__Required actions__.
1) Write out the film reviews from "The Mossad is" to "Play and Flixster.".
2) According to the film reviews, whose interviews is The Gatekeepers centered around?

━━ Excerpt

Subject Peter Malkin in a still from THE MOSSAD. Photo courtesy JFI
Anyone with an interest in historical cloak-and-dagger will appreciate the documentary The Mossad, about Israel’s legendary foreign intelligence service. We meet some current and recent Mossad officers, who are extremely tight-lipped. But decades of intervening history have freed their older colleagues to spin first-hand tales of the Mossad’s most legendary operations:
The kidnapping of Nazi death camp czar Adolph Eichmann (and we hear from the guy who physically grabbed Eichmann in Buenos Aires).
The cultivation of a longtime mole at the highest level of the Egyptian government. The mole is identified. We hear how the Israeli military reacted to the advance warning of Egypt’s 1973 invasion – you may be surprised.
The methodical hunting down of the Palestinian terrorists who kidnapped and murdered Israeli athletes at the Munich Olympics.
The Mossad is a natural bookend to the The Gatekeepers, about another Israeli intelligence agency. The Gatekeepers is centered around interviews with all six surviving former chiefs of Shin Bet, Israel’s super-secret internal security force. We get their inside take on the past thirty years of Israeli-Palestinian history. What is revelatory, however, is their assessment of Israel’s war on terror. These are hard ass guys who went to the office every morning to kill terrorists. But upon reflection, they conclude that winning tactics make for a losing strategy. The Gatekeepers is available to rent on DVD from Netflix and for streaming on Amazon Instant, iTunes, Vudu, YouTube, Google Play and Flixster.
From L:R – Subjects Doug Rausch and Howard Burack in a still from THE TWINNING REACTION. Photo courtesy JFI.
The startling and moving documentary The Twinning Reaction tells the story of a Mad Men-era research project and its profound human impact. To perform a longitudinal study of nurture vs. nature, researchers INTENTIONALLY separated identical twins and placed them with families that the researchers kept in the dark. The placements occurred AFTER the twin babies had bonded together in the crib for many months. Legally and ethically sketchy at the time, this is monstrous by today’s standards, and, in fact, caused harm to the adoptees.

━━━━
━━ Extracted entries

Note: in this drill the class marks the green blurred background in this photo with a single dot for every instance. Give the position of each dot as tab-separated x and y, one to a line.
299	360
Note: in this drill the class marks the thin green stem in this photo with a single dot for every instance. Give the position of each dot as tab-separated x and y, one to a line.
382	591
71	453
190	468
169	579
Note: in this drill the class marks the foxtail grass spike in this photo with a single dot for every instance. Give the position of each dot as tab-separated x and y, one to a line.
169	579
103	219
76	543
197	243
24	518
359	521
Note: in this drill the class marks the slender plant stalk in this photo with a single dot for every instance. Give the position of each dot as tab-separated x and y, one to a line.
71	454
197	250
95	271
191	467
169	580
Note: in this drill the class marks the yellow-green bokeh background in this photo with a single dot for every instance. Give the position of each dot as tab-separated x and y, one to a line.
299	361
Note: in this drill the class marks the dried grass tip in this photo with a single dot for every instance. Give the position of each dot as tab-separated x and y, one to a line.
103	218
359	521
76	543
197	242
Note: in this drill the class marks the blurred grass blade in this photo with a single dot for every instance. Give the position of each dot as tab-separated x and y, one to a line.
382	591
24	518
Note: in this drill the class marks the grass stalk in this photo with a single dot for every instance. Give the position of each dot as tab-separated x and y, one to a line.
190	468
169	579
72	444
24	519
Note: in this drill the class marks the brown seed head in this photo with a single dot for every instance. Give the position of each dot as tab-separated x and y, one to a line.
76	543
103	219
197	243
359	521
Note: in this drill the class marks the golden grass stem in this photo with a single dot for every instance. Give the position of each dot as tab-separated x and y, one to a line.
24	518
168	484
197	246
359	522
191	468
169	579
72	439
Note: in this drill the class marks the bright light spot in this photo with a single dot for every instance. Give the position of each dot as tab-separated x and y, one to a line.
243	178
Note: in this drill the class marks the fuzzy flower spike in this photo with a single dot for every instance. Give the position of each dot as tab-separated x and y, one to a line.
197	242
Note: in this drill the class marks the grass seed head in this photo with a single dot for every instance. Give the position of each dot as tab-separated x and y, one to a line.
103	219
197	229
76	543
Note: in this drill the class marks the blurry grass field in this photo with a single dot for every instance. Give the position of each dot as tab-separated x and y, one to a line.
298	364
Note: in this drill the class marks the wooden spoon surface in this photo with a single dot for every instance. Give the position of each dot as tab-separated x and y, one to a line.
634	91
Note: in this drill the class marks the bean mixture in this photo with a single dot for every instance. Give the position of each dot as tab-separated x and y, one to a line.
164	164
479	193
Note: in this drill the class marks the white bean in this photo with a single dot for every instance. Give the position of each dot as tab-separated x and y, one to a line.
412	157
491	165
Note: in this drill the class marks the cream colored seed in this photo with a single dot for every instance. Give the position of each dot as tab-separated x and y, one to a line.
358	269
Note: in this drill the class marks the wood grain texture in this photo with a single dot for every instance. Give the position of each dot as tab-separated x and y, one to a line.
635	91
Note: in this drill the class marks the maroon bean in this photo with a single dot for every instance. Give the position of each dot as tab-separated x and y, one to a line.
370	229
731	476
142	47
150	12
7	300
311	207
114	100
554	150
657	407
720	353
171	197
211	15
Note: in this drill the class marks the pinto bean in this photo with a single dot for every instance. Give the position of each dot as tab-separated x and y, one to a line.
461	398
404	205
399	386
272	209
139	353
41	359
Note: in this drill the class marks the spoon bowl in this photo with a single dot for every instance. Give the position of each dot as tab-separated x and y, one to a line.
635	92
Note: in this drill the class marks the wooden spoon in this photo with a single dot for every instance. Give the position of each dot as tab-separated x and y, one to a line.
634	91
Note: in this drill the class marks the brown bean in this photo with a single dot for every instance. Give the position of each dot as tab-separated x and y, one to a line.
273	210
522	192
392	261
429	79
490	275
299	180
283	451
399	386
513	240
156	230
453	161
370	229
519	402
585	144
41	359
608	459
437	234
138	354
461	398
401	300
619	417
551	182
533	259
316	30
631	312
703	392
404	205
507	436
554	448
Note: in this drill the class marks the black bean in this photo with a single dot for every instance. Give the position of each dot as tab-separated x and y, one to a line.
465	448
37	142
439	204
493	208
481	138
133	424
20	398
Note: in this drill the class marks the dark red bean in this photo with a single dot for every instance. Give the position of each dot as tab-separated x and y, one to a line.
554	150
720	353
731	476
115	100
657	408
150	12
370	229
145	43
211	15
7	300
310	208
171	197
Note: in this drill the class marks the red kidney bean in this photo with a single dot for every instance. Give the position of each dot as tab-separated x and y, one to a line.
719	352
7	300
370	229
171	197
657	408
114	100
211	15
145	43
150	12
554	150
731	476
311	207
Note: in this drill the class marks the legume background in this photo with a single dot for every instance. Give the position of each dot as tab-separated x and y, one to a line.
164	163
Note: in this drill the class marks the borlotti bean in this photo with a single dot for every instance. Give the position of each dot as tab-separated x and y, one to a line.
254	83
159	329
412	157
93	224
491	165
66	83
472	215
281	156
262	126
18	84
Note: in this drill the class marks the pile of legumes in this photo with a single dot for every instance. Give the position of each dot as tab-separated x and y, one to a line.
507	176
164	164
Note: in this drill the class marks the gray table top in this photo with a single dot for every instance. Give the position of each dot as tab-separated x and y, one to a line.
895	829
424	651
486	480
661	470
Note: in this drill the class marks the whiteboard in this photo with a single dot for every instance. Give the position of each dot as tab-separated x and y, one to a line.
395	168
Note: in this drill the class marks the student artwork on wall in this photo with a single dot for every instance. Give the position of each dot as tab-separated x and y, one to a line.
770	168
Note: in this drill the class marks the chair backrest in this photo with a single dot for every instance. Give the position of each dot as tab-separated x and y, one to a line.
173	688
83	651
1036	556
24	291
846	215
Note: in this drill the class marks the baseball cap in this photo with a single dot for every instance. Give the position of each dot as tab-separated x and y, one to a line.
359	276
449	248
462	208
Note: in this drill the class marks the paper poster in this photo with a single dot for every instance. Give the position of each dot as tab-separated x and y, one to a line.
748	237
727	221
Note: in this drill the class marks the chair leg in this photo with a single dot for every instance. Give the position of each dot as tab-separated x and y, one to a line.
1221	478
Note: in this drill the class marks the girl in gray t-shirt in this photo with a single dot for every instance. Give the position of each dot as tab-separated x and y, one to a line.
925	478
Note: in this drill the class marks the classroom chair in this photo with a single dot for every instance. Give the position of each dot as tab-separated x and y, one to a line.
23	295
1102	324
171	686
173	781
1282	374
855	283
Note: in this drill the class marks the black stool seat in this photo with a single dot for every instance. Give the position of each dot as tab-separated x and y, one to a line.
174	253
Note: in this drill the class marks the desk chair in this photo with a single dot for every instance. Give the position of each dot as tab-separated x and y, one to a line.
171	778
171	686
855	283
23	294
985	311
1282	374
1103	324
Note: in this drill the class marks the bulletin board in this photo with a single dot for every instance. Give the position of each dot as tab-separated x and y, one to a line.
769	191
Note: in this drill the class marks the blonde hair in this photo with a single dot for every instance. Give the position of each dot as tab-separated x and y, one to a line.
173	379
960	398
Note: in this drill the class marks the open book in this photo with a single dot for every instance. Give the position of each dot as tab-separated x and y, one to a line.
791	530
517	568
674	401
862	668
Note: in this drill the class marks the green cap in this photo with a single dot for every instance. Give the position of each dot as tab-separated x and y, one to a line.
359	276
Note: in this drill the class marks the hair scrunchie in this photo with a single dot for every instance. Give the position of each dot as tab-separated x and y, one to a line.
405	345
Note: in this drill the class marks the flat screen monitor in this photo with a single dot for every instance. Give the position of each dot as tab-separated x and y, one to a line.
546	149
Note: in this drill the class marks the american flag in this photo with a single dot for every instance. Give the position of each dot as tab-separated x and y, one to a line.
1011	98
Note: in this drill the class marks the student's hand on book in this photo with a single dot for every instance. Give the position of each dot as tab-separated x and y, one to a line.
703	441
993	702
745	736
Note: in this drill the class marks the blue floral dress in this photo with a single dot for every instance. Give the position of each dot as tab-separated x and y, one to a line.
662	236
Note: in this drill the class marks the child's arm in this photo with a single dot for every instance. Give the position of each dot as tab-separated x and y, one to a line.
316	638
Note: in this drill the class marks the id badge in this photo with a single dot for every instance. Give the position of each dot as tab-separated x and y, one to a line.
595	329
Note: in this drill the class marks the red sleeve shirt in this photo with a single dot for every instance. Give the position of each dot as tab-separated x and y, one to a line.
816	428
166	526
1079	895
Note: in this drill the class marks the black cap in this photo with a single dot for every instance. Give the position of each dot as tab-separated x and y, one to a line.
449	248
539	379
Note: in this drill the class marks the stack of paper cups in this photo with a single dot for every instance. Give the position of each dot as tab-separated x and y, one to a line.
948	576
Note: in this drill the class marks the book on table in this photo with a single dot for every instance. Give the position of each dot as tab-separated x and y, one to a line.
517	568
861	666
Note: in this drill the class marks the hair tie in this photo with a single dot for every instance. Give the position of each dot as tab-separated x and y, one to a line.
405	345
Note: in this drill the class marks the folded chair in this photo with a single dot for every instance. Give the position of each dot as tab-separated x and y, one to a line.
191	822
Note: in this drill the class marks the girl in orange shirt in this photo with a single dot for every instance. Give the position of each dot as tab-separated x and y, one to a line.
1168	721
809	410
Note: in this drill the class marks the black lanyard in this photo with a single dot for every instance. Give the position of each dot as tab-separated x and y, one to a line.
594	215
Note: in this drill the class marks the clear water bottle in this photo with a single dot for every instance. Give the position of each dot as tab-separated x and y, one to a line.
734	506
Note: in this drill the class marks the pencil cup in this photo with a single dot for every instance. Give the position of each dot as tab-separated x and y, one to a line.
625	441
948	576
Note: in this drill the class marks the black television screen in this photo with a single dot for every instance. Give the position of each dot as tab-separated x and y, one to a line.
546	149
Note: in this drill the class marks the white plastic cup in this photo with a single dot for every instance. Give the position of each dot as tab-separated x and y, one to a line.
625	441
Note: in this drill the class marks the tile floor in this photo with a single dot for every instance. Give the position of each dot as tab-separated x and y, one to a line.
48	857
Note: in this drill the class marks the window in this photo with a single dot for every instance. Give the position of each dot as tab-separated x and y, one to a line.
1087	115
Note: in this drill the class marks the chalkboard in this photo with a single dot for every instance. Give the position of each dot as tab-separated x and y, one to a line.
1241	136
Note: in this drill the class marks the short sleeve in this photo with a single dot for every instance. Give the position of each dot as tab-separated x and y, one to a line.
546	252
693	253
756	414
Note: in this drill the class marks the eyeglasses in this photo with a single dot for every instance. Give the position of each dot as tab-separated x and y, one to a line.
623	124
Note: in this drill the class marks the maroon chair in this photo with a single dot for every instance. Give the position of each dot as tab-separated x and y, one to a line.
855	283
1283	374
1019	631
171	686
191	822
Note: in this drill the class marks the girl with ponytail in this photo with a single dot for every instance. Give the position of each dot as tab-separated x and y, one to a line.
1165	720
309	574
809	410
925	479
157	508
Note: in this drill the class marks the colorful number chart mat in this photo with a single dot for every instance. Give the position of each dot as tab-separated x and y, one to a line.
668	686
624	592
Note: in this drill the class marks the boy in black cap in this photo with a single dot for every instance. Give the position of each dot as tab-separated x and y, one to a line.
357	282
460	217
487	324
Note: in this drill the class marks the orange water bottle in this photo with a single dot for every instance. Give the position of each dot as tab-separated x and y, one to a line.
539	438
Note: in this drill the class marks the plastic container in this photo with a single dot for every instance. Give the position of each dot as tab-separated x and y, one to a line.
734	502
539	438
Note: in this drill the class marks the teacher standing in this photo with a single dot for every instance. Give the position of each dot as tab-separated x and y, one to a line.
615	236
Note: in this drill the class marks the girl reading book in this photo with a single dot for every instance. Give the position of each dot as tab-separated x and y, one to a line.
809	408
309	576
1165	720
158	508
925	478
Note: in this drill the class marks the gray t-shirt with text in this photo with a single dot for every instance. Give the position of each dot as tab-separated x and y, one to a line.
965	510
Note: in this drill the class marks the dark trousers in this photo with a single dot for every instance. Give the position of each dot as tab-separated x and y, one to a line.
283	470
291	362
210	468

━━━━

__Solutions by task__.
1)
The Mossad is a natural bookend to the The Gatekeepers, about another Israeli intelligence agency. The Gatekeepers is centered around interviews with all six surviving former chiefs of Shin Bet, Israel’s super-secret internal security force. We get their inside take on the past thirty years of Israeli-Palestinian history. What is revelatory, however, is their assessment of Israel’s war on terror. These are hard ass guys who went to the office every morning to kill terrorists. But upon reflection, they conclude that winning tactics make for a losing strategy. The Gatekeepers is available to rent on DVD from Netflix and for streaming on Amazon Instant, iTunes, Vudu, YouTube, Google Play and Flixster.

2) All six surviving former chiefs of Shin Bet, Israel's internal security force.